#### TASK STATEMENT
Could you please repeat the entries below word for word, with the images left out?

#### DATA IN THIS EXERCISE

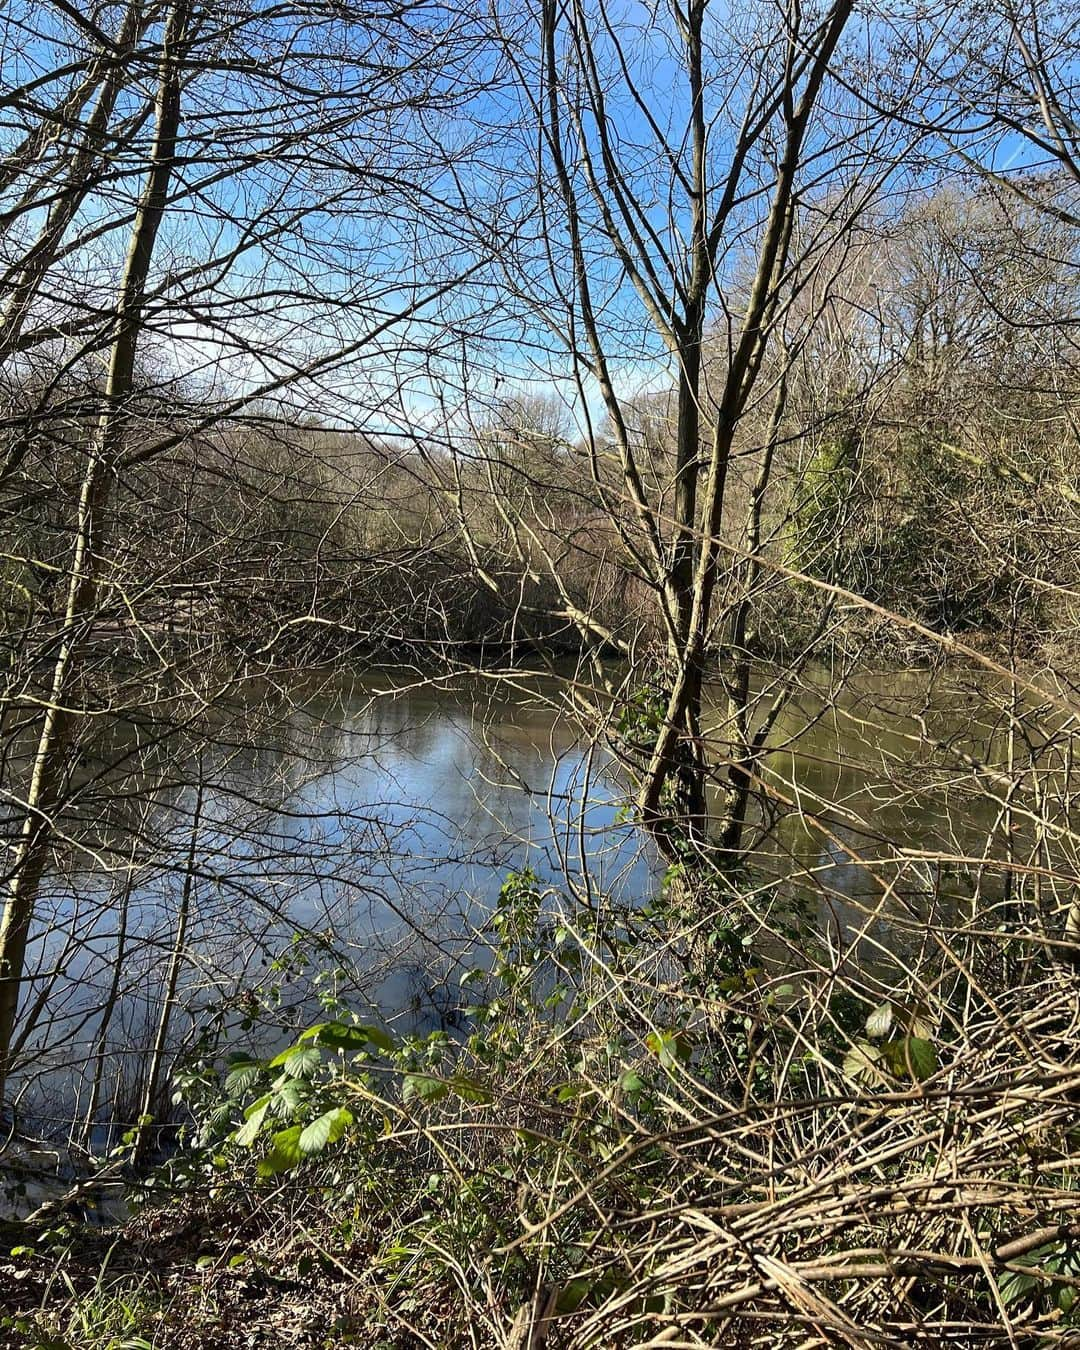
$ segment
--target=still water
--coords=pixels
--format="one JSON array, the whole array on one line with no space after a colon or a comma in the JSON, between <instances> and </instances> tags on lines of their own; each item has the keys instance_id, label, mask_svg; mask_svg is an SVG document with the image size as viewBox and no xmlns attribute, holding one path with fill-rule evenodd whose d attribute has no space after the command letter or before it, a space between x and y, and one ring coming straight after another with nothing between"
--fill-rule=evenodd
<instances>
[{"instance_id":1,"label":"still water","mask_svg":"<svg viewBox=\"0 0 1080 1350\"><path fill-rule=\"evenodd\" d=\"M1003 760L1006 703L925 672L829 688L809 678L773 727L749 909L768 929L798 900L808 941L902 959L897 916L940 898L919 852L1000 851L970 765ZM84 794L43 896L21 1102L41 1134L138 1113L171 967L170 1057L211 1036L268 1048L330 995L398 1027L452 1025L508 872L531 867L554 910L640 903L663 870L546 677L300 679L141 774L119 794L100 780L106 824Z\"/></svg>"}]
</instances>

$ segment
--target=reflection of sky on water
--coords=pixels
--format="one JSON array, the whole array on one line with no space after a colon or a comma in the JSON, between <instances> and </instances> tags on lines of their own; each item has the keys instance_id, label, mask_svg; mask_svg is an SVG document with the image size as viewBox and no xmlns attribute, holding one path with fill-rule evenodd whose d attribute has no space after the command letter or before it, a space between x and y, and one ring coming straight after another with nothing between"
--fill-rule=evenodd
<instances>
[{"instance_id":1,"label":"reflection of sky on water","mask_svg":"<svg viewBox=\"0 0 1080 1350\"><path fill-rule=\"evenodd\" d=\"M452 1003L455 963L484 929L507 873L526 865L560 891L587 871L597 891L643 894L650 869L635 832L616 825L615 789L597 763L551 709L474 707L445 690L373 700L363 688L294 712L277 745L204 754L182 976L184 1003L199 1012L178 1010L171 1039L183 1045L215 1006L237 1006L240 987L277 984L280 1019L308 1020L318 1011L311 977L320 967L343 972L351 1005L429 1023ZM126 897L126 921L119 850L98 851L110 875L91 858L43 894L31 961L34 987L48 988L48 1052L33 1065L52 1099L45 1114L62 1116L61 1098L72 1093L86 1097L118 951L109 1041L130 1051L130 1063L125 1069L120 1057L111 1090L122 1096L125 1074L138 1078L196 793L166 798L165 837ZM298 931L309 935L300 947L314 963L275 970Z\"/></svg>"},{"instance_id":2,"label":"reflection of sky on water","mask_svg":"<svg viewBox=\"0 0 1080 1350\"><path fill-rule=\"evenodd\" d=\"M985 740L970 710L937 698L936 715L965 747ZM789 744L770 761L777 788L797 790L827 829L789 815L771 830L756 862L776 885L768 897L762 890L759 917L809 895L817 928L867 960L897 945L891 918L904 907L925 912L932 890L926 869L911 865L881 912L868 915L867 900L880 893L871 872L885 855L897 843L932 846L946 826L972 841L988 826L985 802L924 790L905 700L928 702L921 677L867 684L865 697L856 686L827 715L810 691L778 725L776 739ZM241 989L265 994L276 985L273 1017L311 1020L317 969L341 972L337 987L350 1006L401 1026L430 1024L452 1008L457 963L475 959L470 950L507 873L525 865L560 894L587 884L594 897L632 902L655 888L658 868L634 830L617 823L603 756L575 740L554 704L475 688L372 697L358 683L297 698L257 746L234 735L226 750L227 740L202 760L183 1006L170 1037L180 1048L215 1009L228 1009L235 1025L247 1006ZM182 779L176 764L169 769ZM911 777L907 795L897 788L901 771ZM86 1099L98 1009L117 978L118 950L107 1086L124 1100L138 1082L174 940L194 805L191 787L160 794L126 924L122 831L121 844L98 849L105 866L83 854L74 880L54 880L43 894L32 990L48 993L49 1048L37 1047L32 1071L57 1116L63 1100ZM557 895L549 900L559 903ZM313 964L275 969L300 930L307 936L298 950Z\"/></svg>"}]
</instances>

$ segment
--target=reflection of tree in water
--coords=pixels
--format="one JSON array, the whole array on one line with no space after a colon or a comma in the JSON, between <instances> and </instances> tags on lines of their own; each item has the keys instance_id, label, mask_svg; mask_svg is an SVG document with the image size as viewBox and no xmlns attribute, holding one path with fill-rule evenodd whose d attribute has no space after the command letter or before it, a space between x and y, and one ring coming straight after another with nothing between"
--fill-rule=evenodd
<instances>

#### OUTPUT OF THE TASK
$ segment
--target=still water
--coords=pixels
--format="one JSON array, the whole array on one line with no space after a colon or a comma in the JSON, between <instances> and </instances> tags on lines of their own; each item has the keys instance_id, label, mask_svg; mask_svg is an SVG document with the image size as viewBox and no xmlns attribute, holding one path with fill-rule evenodd whose d attribute has no space after the command letter or before it, a space between x and y, and one ring coming straight after another with nothing between"
--fill-rule=evenodd
<instances>
[{"instance_id":1,"label":"still water","mask_svg":"<svg viewBox=\"0 0 1080 1350\"><path fill-rule=\"evenodd\" d=\"M1003 760L1006 703L925 672L829 688L809 678L773 727L749 909L768 929L798 900L808 941L902 959L897 916L940 898L919 852L1000 851L970 765ZM84 794L43 896L21 1102L41 1134L138 1113L171 967L170 1057L211 1036L268 1048L330 995L398 1027L452 1025L508 872L531 867L554 910L640 903L663 870L546 677L300 679L141 774L119 794L100 780L106 824Z\"/></svg>"}]
</instances>

$ segment
--target=reflection of sky on water
--coords=pixels
--format="one JSON array, the whole array on one line with no space after a colon or a comma in the JSON, between <instances> and </instances> tags on lines of their own; each item has the keys instance_id, label, mask_svg; mask_svg is an SVG document with the image size as viewBox and no xmlns attribute, holding one path with fill-rule evenodd whose d attribute has no space after the command letter or before it, a space between x and y, and one ring coming straight after another with nothing between"
--fill-rule=evenodd
<instances>
[{"instance_id":1,"label":"reflection of sky on water","mask_svg":"<svg viewBox=\"0 0 1080 1350\"><path fill-rule=\"evenodd\" d=\"M452 1003L455 963L484 929L507 873L526 865L560 891L587 871L597 891L643 894L650 869L635 832L616 825L615 789L597 763L551 709L474 707L445 690L373 700L363 688L294 712L277 745L204 754L182 976L184 1003L199 1012L178 1010L171 1039L183 1045L215 1006L237 1006L240 987L277 984L280 1019L308 1020L318 1011L311 977L320 967L343 972L351 1005L429 1023ZM126 897L126 921L119 850L98 851L110 875L91 858L43 894L31 961L34 987L48 988L48 1052L33 1065L52 1099L45 1114L62 1116L61 1098L72 1093L86 1097L118 951L109 1041L130 1051L130 1063L125 1069L120 1057L111 1090L122 1096L125 1074L138 1078L196 793L166 798L165 837ZM298 931L309 935L300 947L314 963L275 970Z\"/></svg>"},{"instance_id":2,"label":"reflection of sky on water","mask_svg":"<svg viewBox=\"0 0 1080 1350\"><path fill-rule=\"evenodd\" d=\"M985 740L970 710L937 698L936 715L965 747ZM789 744L770 761L777 788L797 790L827 829L789 815L771 830L756 862L776 885L768 897L762 890L759 917L809 895L817 928L867 960L897 945L891 918L904 907L925 912L932 890L926 869L911 865L881 912L868 915L867 900L880 893L871 872L885 855L897 843L932 846L946 826L972 841L988 826L985 802L924 790L905 700L928 702L921 677L867 684L865 697L856 686L827 715L810 691L778 725L776 739ZM241 989L265 994L276 985L273 1017L311 1020L317 969L341 972L337 987L350 1006L401 1026L430 1024L452 1008L457 963L475 959L470 950L507 873L525 865L560 894L587 884L594 897L632 902L655 888L658 868L634 830L617 823L603 756L575 740L554 704L475 688L372 697L358 683L297 698L257 746L234 735L226 750L227 740L202 760L183 1006L170 1037L180 1048L215 1009L228 1009L235 1025L247 1006ZM182 779L176 764L169 769ZM911 777L907 795L897 788L901 771ZM86 1099L98 1009L117 978L118 950L107 1086L124 1100L138 1082L174 940L194 805L191 787L160 794L126 924L122 831L121 844L98 849L105 866L83 854L74 880L54 880L43 894L32 990L48 993L49 1048L37 1047L32 1071L57 1116L63 1100ZM557 895L549 900L559 903ZM313 964L275 969L300 930L307 936L298 950Z\"/></svg>"}]
</instances>

$ segment
--target=reflection of tree in water
--coords=pixels
--format="one JSON array, the whole array on one line with no space after a colon or a comma in the JSON, between <instances> and </instances> tags on lines of their own; each item has the keys instance_id, label, mask_svg; mask_svg is an SVG document with the image size as viewBox and no xmlns attribute, holding one path with fill-rule evenodd whose d attribute has no space after the command letter or before it, a space between x and y, and one ring coming straight after another with nothing between"
--fill-rule=evenodd
<instances>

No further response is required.